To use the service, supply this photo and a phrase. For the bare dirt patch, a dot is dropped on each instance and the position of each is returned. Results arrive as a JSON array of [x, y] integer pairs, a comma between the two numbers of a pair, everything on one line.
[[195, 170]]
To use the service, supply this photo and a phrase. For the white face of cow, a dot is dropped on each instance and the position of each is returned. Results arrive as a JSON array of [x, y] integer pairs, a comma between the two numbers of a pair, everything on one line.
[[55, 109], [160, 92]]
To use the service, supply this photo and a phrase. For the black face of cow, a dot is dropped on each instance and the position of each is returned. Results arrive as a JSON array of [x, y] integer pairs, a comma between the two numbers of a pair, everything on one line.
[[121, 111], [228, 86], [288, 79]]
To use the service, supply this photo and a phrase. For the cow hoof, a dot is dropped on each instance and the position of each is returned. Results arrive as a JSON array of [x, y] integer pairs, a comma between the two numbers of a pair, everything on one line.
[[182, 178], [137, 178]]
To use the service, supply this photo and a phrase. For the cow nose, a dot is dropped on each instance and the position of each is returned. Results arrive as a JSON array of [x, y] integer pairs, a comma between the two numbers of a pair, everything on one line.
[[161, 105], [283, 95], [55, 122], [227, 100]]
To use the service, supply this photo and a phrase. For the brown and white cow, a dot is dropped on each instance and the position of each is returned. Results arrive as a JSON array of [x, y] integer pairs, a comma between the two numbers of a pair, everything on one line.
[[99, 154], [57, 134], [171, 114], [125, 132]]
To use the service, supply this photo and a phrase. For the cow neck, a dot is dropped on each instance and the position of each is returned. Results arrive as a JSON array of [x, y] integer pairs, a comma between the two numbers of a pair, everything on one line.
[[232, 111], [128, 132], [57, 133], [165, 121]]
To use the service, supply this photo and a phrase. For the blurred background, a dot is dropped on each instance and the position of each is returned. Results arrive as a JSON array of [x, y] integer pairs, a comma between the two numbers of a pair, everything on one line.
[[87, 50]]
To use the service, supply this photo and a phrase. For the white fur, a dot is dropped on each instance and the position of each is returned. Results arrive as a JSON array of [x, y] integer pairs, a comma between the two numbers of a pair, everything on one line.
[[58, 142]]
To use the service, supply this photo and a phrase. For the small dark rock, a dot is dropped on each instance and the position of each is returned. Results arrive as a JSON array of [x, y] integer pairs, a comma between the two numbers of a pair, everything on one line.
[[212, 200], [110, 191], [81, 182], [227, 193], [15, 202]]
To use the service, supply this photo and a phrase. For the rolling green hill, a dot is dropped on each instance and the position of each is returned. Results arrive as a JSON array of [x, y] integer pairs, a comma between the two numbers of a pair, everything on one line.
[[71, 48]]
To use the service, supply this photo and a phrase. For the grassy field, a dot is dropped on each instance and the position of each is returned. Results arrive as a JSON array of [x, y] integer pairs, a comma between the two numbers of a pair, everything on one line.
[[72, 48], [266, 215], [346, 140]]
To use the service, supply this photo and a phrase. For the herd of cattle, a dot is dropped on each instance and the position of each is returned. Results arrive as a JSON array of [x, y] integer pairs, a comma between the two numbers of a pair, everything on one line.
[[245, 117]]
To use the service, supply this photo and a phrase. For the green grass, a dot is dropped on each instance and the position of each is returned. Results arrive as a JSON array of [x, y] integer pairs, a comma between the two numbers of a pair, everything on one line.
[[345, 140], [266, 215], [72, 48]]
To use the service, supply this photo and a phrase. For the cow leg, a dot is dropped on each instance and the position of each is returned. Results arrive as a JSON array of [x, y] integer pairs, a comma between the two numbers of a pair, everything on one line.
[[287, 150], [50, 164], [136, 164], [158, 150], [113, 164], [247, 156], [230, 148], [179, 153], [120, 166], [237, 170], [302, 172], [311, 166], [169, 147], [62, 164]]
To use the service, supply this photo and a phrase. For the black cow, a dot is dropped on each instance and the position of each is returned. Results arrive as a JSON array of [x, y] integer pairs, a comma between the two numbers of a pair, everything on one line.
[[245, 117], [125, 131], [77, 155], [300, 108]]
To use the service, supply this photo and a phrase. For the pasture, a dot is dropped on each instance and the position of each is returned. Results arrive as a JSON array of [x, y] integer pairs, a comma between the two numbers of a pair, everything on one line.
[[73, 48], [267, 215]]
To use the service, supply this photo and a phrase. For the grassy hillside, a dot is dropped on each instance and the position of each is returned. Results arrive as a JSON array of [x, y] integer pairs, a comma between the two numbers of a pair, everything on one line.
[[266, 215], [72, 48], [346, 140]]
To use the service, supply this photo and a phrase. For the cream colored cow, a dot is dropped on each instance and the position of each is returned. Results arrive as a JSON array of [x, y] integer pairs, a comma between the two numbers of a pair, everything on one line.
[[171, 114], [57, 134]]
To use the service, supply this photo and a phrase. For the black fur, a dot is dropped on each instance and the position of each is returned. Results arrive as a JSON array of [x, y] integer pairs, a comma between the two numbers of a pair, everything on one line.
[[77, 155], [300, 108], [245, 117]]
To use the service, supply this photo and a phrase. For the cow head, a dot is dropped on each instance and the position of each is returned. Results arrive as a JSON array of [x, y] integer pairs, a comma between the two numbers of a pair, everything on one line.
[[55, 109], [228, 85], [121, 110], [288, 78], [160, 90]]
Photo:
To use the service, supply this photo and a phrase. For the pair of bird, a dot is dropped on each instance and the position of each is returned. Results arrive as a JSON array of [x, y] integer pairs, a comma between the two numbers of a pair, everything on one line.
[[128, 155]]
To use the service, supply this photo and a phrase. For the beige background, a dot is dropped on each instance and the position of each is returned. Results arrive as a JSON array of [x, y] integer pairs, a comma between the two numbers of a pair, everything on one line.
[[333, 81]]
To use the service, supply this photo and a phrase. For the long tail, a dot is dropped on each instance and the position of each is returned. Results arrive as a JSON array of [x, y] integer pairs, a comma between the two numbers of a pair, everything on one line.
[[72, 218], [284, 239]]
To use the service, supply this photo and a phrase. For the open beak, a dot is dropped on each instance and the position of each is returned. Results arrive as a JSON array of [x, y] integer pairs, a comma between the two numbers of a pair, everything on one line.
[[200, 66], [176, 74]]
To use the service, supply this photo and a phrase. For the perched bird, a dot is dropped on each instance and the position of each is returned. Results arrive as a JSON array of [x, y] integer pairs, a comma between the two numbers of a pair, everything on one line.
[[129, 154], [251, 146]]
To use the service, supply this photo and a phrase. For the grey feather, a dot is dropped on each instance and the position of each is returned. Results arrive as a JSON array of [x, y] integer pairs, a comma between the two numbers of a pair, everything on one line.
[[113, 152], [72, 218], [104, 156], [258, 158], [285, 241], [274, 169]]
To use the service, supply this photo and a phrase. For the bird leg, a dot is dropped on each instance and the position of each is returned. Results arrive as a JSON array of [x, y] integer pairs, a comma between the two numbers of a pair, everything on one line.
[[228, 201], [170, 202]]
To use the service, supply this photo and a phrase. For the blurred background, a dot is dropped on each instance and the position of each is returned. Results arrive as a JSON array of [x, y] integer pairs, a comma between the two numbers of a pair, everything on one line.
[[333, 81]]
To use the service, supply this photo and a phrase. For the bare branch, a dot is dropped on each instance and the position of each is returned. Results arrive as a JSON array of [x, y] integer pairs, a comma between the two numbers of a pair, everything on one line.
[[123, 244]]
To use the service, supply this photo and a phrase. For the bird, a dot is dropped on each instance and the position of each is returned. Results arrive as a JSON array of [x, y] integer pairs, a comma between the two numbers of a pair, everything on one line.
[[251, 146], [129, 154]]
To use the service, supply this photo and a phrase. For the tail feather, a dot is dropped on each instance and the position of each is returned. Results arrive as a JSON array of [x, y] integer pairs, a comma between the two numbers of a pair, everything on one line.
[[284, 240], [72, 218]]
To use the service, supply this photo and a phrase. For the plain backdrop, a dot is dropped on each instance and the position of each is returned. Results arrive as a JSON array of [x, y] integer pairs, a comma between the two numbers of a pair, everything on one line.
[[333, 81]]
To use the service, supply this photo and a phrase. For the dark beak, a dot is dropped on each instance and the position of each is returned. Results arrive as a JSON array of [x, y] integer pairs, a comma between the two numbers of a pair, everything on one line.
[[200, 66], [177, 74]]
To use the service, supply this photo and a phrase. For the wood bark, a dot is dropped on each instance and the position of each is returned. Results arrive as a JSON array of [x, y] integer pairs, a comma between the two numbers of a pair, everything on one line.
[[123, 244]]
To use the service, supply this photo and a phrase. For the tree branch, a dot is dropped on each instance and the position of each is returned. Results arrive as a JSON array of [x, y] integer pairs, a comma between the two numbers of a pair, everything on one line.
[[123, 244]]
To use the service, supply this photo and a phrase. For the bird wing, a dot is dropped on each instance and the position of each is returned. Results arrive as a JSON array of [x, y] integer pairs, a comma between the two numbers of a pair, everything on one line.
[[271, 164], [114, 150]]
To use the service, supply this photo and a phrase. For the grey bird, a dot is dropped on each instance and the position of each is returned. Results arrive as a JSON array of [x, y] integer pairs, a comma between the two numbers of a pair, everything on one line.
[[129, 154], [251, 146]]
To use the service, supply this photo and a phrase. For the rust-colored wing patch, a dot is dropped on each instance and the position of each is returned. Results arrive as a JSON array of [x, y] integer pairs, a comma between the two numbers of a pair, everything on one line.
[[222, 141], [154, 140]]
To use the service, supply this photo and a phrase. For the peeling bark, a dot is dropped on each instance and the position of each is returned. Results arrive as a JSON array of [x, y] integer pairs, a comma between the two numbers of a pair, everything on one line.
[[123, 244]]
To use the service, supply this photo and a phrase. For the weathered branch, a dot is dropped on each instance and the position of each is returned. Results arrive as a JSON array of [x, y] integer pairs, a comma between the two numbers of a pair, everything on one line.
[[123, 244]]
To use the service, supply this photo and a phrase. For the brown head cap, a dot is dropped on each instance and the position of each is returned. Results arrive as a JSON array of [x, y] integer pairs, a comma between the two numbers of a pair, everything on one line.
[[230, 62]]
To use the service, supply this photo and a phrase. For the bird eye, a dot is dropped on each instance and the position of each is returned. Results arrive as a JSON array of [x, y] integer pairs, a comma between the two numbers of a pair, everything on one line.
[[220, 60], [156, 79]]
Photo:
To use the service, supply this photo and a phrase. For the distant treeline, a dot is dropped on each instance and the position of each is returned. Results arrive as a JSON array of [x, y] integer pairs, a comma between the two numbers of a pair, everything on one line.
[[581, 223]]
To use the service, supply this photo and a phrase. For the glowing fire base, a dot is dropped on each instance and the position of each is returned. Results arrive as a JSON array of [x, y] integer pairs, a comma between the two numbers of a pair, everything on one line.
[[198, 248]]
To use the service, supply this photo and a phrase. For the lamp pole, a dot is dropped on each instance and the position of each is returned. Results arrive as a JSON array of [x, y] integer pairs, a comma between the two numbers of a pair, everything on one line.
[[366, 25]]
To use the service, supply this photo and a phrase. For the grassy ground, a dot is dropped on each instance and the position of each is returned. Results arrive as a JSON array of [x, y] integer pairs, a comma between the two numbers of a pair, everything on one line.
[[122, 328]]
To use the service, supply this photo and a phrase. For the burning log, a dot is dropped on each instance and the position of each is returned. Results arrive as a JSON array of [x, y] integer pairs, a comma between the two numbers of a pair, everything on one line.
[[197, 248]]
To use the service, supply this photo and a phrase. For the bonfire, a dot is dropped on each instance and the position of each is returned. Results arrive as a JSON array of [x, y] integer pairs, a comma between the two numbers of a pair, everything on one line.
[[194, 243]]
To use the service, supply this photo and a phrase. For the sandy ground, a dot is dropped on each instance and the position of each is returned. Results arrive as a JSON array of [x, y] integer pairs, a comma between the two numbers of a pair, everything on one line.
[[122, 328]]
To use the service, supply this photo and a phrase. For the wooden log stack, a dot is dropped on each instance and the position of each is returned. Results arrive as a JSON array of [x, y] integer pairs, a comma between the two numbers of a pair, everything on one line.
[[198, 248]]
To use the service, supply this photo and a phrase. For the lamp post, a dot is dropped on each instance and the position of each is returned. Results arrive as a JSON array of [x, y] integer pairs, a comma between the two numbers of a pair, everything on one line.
· · ·
Work required:
Starting with the line that contains "For the wooden", repeat each line through the last one exactly as it appears. Include both ends and nothing more.

Full answer:
To use the service, supply this photo and a phrase. For the wooden log stack, a dot is dropped on each instance and the position of each is returned. Results arrive as a JSON array of [x, y] integer pairs, a comma between the two numbers of a pair, everything on one line.
[[198, 248]]
To use the service, supply this photo and a phrase. For the lamp post, a dot is dropped on each instance and the position of each is returned. Results arrive as a JSON array of [x, y] integer pairs, a comma between the two numbers of a pair, everything on one line.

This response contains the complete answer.